## TASK REQUIREMENTS
[1] Transcribe the passage on religion in Latin America between "The majority of" and "in Latin America.", inclusive.
[2] Answer from the passage on religion in Latin America:
(a) According to the Statista 2018 survey data, what percentage of the Latin American population is Catholic?
(b) Which Protestant movement has experienced massive growth?
(c) According to the 2014 Pew survey, which region had the world's largest Christian population?

## SELECTED EXTRACT
####################

Religion in Latin America is characterized by the historical predominance of Catholic Christianity, increasing Protestant influence, as well as by the presence of Irreligion. According to survey data from Statista 2018, 58.7% of the Latin American population is Catholic and 19,5% is Protestant, rising to 22% in Brazil and over 40% in much of Central America.

Christianity

The majority of Latin Americans are Christians (90%), mostly Roman Catholics. Membership in Protestant denominations is increasing, particularly in Brazil, Honduras, Guatemala, Nicaragua, El Salvador and Puerto Rico. In particular, Pentecostalism has experienced massive growth. This movement is increasingly attracting Latin America's middle classes. Anglicanism also has a long and growing presence in Latin America.

According to the detailed Pew Research Center multi-country survey in 2014, 69% of the Latin American population is Catholic and 19% is Protestant, rising to 22% in Brazil and over 40% in much of Central America. More than half of these are converts. According to the 2014 Pew survey, the 46 countries and territories of Latin America and the Caribbean comprised, in absolute terms, the world's second-largest Christian population (24%; including U.S., British, Dutch and French territories), after the 50 countries and territories of Europe (26%; including Russia, excluding Turkey), but just before the 51 countries and territories of Sub-Saharan Africa (24%; including Mauritania, excluding Sudan).

####################

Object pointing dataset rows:

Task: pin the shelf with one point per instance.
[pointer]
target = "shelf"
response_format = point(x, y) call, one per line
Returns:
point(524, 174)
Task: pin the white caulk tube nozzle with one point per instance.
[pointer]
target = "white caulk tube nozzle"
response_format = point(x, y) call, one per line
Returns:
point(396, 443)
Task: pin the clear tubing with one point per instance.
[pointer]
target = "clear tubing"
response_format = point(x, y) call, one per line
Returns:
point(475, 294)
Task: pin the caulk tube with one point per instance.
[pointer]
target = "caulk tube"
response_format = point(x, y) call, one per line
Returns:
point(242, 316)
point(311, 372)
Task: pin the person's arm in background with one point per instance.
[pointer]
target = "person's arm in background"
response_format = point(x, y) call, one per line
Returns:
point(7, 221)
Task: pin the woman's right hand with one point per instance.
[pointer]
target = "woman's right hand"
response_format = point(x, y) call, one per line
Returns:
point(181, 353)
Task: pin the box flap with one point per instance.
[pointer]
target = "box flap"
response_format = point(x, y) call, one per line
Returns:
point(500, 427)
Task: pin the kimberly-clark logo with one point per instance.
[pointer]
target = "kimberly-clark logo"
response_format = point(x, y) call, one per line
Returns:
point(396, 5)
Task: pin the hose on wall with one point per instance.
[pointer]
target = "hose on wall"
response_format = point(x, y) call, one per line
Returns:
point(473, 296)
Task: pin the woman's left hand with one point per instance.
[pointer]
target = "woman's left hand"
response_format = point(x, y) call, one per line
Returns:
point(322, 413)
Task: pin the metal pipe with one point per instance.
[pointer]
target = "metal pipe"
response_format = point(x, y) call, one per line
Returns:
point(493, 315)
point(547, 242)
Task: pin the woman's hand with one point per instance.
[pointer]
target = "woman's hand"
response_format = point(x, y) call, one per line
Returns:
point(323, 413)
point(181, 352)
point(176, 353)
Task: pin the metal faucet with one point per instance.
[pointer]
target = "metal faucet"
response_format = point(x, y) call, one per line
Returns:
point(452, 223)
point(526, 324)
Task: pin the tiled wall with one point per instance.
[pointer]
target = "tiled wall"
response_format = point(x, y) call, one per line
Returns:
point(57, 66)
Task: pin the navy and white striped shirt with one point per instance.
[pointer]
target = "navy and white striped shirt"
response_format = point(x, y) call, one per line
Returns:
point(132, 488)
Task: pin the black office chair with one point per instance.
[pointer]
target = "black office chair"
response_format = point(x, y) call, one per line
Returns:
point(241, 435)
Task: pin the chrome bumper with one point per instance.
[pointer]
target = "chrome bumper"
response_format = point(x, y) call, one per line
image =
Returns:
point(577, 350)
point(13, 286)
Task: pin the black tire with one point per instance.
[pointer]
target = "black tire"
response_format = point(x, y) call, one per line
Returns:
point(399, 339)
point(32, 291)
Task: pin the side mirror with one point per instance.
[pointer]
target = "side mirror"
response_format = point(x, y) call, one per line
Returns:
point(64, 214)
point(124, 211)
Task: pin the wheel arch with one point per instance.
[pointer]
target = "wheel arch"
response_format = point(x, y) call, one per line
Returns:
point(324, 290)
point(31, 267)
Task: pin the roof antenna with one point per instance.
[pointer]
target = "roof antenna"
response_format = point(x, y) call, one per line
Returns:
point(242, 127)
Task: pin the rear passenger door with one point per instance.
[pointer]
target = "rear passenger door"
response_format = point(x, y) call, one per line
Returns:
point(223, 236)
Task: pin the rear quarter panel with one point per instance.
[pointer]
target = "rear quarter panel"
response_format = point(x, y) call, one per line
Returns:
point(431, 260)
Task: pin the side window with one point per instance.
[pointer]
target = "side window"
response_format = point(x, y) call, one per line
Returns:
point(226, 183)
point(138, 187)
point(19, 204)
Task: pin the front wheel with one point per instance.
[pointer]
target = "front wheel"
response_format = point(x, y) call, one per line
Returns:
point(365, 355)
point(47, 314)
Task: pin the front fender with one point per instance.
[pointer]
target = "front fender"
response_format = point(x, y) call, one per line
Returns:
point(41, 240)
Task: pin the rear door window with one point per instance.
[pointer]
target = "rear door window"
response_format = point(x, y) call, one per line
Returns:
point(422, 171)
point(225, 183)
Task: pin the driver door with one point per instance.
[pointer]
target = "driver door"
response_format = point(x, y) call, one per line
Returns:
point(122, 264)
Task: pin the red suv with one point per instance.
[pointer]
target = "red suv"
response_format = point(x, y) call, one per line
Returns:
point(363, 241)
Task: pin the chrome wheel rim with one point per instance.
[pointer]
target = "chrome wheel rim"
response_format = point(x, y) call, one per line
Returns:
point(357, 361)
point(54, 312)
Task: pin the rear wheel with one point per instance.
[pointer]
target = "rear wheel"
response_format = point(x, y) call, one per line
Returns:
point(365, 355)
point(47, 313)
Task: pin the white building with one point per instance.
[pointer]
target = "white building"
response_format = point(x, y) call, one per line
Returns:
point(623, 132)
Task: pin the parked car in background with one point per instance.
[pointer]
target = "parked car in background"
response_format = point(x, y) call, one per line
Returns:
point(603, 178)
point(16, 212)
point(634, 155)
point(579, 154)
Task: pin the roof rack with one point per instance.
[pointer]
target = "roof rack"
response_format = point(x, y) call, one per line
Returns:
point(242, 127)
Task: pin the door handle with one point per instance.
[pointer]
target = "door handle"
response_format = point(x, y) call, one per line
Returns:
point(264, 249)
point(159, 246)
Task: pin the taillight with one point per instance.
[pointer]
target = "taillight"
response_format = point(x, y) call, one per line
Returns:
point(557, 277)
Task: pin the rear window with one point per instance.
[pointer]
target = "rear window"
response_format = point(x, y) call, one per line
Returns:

####################

## IN RESPONSE
[1]
The majority of Latin Americans are Christians (90%), mostly Roman Catholics. Membership in Protestant denominations is increasing, particularly in Brazil, Honduras, Guatemala, Nicaragua, El Salvador and Puerto Rico. In particular, Pentecostalism has experienced massive growth. This movement is increasingly attracting Latin America's middle classes. Anglicanism also has a long and growing presence in Latin America.

[2]
(a) 58.7%
(b) Pentecostalism
(c) The 50 countries and territories of Europe (26%)